**WHAT YOU SHOULD DO:**
Please give the lines below as a JSON list of strings, one string per line with blank lines left out, starting at the line that contains "of the sunlit" and running through the last line. Leave the pictures out of the answer.

________

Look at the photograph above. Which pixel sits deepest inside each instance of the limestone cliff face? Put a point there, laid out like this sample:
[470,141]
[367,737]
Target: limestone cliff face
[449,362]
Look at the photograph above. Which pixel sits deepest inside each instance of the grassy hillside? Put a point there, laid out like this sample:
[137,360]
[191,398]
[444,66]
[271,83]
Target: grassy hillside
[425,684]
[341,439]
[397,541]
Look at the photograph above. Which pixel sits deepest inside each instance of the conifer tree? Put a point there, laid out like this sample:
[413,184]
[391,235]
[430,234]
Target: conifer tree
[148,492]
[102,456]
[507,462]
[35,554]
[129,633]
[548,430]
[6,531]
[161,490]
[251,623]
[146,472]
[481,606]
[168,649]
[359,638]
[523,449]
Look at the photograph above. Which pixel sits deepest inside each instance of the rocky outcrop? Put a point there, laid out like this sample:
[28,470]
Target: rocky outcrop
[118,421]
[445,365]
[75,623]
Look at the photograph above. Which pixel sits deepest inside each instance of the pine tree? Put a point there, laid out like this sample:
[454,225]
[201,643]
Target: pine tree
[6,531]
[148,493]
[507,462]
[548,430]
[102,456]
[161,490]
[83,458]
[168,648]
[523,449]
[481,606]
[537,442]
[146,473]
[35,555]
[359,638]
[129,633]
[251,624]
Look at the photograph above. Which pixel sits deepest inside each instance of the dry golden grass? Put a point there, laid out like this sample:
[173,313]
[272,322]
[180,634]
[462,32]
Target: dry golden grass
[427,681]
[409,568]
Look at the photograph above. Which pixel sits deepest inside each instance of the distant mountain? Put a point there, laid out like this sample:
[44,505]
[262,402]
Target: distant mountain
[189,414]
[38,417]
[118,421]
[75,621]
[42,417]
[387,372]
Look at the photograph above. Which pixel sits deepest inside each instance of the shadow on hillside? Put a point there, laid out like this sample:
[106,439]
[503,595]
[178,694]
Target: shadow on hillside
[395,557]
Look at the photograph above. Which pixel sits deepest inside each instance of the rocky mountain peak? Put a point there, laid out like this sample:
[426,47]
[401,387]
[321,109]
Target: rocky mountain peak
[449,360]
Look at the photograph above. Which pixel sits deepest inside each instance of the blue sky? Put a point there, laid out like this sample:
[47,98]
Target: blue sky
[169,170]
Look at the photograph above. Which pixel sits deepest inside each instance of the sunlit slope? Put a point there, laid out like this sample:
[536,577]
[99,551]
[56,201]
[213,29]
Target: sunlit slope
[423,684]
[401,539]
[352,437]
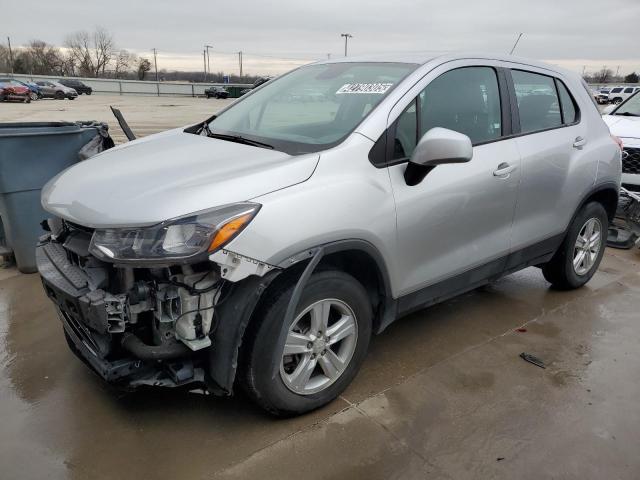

________

**TASK OUTPUT:**
[
  "Look at the photograph above. Which pixel sits deepest inside each instance of the sunlit slope? Put a point there, laid out like this sample:",
  "[536,577]",
  "[99,551]",
  "[56,201]",
  "[213,29]",
  "Target: sunlit slope",
  "[423,684]",
  "[401,539]",
  "[352,437]"
]